SAN DIEGO (GenomeWeb) – At the Plant and Animal Genomes conference here this week, the University of Missouri at Columbia's Barbara Gandolfi offered an overview of approaches being used to determine the genetic basis of features found in the newest domestic shorthair cat breed: the Lykoi or "wolf cat."
Known for their sparse black and white coats that lend them a sort of miniature werewolf look, Lykoi cats are believed to share a naturally occurring, hair type-related mutation that is inherited in an autosomal recessive manner, Gandolfi noted. Along with histological analyses of hair and hair follicle features in skin biopsy samples from seven Lykoi cats and seven non-Lykoi domestic shorthair cats, she and her colleagues used a genome-wide association study approach to search for the precise nature of this mutation.
Though the researchers did not see alterations in the hair structure in the Lykoi cats they studied, they did find that the patchy-haired felines tended to have significantly fewer hair follicles as well as fewer hairs sprouting from each follicle.
In an effort to untangle the genetics of the Lykoi cat, Gandolfi and her colleagues genotyped 20 Lykoi cats and a dozen domestic shorthair control cats using the Illumina Infinium 63K Feline array.
________________________________________
→ PROMPT
Translate this sentence from the Lykoi cat article into Spanish: "Though the researchers did not see alterations in the hair structure in the Lykoi cats they studied, they did find that the patchy-haired felines tended to have significantly fewer hair follicles as well as fewer hairs sprouting from each follicle." The material has no connection to the Lykoi cat article.
________________________________________
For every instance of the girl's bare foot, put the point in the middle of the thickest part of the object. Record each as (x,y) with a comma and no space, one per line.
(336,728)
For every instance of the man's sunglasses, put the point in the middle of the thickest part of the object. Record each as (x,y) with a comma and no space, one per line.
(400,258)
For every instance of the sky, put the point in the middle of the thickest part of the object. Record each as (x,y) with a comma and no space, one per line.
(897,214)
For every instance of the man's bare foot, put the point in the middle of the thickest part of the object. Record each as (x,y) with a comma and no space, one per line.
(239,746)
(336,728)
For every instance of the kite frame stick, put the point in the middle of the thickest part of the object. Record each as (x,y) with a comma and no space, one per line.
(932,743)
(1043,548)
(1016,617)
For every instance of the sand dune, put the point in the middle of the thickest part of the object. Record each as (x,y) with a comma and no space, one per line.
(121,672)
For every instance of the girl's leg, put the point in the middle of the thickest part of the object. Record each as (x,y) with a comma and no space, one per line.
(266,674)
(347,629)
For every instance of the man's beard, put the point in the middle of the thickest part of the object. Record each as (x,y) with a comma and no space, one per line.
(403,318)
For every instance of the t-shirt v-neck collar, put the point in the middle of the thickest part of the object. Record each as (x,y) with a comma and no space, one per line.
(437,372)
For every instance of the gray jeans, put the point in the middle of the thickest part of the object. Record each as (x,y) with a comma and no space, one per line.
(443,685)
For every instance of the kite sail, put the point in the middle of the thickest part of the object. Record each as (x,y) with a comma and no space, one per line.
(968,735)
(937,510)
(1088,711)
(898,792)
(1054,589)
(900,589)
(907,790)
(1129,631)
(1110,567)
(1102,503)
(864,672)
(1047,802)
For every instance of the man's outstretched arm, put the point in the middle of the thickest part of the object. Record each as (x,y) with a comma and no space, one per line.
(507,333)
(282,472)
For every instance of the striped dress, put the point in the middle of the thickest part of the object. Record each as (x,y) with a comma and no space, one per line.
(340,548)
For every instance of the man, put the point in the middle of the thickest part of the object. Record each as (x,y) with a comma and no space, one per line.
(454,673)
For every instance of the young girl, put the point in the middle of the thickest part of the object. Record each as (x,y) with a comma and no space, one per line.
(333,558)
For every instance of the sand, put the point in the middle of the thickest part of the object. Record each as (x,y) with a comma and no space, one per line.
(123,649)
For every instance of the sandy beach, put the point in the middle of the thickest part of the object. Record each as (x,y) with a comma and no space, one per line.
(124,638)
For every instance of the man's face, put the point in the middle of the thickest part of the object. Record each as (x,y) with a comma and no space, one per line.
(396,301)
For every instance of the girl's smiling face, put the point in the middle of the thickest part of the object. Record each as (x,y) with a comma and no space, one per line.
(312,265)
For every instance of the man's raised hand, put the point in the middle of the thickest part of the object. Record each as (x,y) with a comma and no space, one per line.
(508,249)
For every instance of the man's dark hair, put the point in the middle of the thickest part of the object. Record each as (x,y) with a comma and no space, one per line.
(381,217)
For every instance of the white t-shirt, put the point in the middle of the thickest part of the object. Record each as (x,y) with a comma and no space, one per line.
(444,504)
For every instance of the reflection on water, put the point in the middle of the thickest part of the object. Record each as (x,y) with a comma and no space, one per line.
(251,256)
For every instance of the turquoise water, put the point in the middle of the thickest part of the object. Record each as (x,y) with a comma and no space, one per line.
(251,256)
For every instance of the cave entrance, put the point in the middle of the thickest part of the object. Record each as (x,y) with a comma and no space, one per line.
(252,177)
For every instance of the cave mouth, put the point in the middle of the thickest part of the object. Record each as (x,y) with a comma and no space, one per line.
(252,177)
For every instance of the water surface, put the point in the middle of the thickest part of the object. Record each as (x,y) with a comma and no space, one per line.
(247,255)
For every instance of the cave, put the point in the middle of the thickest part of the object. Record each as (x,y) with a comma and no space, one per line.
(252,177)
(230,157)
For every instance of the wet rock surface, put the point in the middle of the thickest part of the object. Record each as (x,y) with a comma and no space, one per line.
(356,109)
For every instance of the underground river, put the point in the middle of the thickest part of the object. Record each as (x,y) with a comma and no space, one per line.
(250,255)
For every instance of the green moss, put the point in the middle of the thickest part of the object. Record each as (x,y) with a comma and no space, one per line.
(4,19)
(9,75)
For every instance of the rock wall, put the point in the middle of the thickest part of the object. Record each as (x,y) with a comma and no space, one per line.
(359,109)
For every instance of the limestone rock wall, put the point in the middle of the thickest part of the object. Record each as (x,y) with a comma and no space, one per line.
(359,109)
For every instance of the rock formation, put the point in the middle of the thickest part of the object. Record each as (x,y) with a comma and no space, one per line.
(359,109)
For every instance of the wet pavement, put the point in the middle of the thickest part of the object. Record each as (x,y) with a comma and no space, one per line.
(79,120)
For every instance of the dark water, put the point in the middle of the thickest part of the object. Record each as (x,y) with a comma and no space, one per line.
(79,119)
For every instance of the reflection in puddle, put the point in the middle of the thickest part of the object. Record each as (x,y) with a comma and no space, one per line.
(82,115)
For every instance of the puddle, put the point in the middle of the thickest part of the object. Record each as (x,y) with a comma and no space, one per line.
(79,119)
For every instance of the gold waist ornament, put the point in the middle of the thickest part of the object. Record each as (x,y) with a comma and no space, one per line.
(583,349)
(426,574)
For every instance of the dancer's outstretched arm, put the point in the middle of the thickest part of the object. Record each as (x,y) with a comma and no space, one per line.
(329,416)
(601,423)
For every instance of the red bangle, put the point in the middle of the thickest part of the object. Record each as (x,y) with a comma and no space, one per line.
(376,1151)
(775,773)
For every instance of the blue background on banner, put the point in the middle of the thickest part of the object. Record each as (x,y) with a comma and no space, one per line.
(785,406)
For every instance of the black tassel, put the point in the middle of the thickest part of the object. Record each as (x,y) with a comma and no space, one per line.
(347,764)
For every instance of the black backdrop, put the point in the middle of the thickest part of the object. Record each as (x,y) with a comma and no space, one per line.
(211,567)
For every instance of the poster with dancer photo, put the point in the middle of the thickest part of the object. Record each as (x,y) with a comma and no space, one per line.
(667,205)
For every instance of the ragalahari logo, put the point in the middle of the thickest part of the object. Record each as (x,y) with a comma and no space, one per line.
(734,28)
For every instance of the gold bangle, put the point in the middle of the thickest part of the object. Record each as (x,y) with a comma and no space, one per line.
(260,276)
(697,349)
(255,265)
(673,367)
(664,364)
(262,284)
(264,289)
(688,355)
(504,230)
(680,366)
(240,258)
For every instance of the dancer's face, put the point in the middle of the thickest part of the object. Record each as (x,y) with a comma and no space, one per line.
________________________________________
→ RESPONSE
Aunque los investigadores no observaron alteraciones en la estructura del pelo de los gatos Lykoi que estudiaron, sí encontraron que los felinos de pelaje irregular tendían a tener significativamente menos folículos pilosos, así como menos pelos que brotaban de cada folículo.